***** Data supplied

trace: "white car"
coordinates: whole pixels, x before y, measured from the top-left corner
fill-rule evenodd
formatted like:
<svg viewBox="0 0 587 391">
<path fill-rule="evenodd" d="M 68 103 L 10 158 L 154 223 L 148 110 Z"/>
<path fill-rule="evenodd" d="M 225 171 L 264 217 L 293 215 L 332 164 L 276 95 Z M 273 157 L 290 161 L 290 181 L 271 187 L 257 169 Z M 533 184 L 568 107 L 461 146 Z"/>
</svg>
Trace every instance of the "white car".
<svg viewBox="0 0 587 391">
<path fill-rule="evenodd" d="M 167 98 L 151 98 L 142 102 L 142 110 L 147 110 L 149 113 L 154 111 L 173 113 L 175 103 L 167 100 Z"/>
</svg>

**********

Exercise →
Reproduce every line of the records above character for character.

Correct output →
trace: "white car"
coordinates: whole pixels, x before y, measured from the top-left corner
fill-rule evenodd
formatted like:
<svg viewBox="0 0 587 391">
<path fill-rule="evenodd" d="M 68 103 L 10 158 L 154 223 L 148 110 Z"/>
<path fill-rule="evenodd" d="M 225 171 L 264 217 L 293 215 L 332 164 L 276 95 Z M 273 157 L 290 161 L 290 181 L 271 187 L 257 169 Z M 533 184 L 568 107 L 461 146 Z"/>
</svg>
Trace every instance of the "white car".
<svg viewBox="0 0 587 391">
<path fill-rule="evenodd" d="M 167 98 L 151 98 L 142 102 L 142 110 L 147 110 L 149 113 L 154 111 L 173 113 L 175 103 L 167 100 Z"/>
</svg>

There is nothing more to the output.